Materials provided

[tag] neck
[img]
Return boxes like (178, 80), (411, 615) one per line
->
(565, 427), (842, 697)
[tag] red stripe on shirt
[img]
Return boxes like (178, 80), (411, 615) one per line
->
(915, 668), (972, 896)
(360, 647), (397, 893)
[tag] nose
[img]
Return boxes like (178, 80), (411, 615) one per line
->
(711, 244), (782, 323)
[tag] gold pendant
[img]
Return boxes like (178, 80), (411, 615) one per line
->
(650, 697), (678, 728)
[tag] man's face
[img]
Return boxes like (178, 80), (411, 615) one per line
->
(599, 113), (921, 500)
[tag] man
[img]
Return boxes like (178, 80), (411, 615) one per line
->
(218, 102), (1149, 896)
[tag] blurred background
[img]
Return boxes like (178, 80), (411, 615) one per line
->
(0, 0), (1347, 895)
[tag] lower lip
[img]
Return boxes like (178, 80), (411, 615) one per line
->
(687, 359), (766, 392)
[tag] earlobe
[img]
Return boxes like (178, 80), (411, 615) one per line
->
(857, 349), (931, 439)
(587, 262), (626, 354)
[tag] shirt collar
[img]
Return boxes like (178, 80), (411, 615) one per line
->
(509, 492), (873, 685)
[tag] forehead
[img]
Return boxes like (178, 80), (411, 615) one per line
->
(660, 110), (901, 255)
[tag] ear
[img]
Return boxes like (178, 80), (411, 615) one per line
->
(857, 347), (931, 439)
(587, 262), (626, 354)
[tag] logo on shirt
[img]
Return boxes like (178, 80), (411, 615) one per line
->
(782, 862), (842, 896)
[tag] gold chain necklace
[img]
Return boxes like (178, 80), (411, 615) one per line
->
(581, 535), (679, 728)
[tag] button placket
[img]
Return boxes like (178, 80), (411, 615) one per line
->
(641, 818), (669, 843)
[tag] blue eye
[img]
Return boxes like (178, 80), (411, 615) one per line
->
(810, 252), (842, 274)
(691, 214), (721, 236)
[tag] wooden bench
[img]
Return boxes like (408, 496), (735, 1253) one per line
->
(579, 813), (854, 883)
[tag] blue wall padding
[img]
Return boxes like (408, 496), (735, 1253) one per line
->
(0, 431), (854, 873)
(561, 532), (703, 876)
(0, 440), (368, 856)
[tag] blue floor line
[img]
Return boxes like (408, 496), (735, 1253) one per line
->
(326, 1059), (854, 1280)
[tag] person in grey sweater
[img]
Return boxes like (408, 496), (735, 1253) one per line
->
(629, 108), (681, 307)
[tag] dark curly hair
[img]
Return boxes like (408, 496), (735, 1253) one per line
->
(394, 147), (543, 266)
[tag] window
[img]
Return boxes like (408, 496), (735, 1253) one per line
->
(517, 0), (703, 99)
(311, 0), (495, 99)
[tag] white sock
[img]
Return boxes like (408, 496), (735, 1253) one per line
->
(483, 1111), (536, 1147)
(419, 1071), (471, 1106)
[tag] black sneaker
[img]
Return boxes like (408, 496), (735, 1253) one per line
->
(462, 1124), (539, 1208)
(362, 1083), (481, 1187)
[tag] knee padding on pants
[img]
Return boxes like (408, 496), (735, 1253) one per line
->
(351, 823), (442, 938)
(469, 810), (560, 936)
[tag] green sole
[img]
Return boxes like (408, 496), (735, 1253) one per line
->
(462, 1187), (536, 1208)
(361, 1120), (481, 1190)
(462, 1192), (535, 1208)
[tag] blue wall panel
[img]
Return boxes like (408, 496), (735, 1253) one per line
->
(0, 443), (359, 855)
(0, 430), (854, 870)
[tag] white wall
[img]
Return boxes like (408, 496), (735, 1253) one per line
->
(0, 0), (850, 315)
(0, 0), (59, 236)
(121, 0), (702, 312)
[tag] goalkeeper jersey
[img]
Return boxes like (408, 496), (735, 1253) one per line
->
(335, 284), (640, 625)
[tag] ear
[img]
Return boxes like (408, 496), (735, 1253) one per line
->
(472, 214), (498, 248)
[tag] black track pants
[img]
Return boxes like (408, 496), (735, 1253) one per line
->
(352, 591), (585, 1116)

Task directions
Retype all of the entries above, character for character.

Exercise solution
[tag] neck
[img]
Return boxes like (178, 80), (411, 615) one per line
->
(565, 427), (842, 697)
[tag] red stripe on shirt
[img]
Return boxes like (178, 80), (411, 615) one per line
->
(915, 668), (972, 896)
(360, 647), (397, 893)
[tag] nose
[img]
Return boxes like (178, 80), (411, 615) one per line
->
(711, 244), (782, 323)
[tag] gold pendant
[img]
Return boxes like (178, 80), (411, 615) one per line
->
(650, 697), (678, 728)
[tag] man's face
[img]
Return boxes like (178, 80), (411, 615) one per line
->
(599, 113), (921, 500)
[tag] man
[img]
Return boxes like (178, 80), (411, 615) one per line
->
(218, 102), (1149, 896)
[tag] blurred background
[img]
Return boxes like (178, 80), (411, 615) one per line
->
(0, 0), (1347, 895)
[tag] lower lip
[img]
Return boxes like (178, 80), (411, 615) one per line
->
(687, 359), (766, 392)
[tag] earlobe
[img]
Return boxes like (178, 80), (411, 615) one per line
->
(857, 349), (931, 439)
(587, 262), (626, 354)
[tag] shirt collar
[img]
Return boxes like (178, 80), (411, 615) one per line
->
(509, 492), (873, 685)
[tag] forehead
[img]
Return boxes like (178, 80), (411, 615) one per line
->
(660, 110), (901, 255)
[tag] ear
[img]
Return boxes like (178, 80), (411, 615) one per line
->
(857, 347), (931, 439)
(587, 262), (626, 354)
[tag] logo on shirt
[img]
Return boxes like (178, 80), (411, 615) one per line
->
(782, 862), (842, 896)
[tag] gold chain necklace
[img]
Return boxes like (178, 80), (411, 615) one per line
->
(581, 535), (679, 728)
[tag] button placket
[img]
Return boxes like (178, 80), (411, 615) one per line
->
(641, 818), (669, 843)
[tag] blue eye
[img]
Return boxes like (178, 80), (411, 615) one per line
->
(810, 252), (842, 274)
(691, 214), (721, 236)
[tag] wooden bench
[img]
Return boxes like (408, 496), (735, 1253) one per line
->
(579, 813), (854, 883)
[tag] blue wall padding
[img]
Return boxes like (408, 496), (735, 1253) one per line
->
(0, 431), (854, 873)
(561, 532), (703, 876)
(0, 440), (368, 856)
[tag] blue floor line
[img]
Return boxes like (408, 496), (735, 1253) one per line
->
(326, 1059), (854, 1280)
[tag] person in grey sweater
[img]
Return boxes like (408, 496), (735, 1253) one per line
->
(629, 108), (681, 307)
[tag] dark curly hair
[img]
Return boxes like (408, 496), (735, 1253) one per line
->
(394, 147), (543, 266)
[tag] window
[img]
Return boxes like (408, 496), (735, 1253) one per line
->
(517, 0), (703, 99)
(311, 0), (495, 99)
[tag] white sock
[img]
Return boxes like (408, 496), (735, 1253) one per line
->
(483, 1111), (536, 1147)
(419, 1071), (471, 1106)
[tag] black sneaker
[img]
Return boxes like (408, 496), (735, 1253) one per line
->
(462, 1124), (539, 1208)
(362, 1083), (481, 1187)
[tag] knee padding on pants
[img]
Return boxes like (408, 496), (735, 1253) one per line
->
(351, 823), (442, 938)
(469, 810), (560, 936)
[tag] green sole
[img]
Return boxes like (408, 496), (735, 1253) one per line
->
(462, 1187), (536, 1208)
(361, 1120), (481, 1190)
(462, 1192), (535, 1208)
[tag] blue wall panel
[img]
Return boxes like (408, 496), (735, 1253) one per line
->
(0, 443), (359, 855)
(0, 430), (854, 870)
[tag] white wall
[img]
Return boxes like (408, 496), (735, 1253) one per line
->
(0, 0), (850, 315)
(0, 0), (59, 236)
(121, 0), (702, 312)
[tag] goalkeeper jersey
[img]
Return boxes like (408, 496), (735, 1253) one per line
->
(335, 284), (640, 625)
[tag] ear
[img]
Return boxes like (408, 496), (735, 1253) one per line
->
(472, 214), (498, 248)
[tag] black track pants
[img]
Return boxes like (408, 496), (735, 1253) one per line
->
(352, 591), (585, 1116)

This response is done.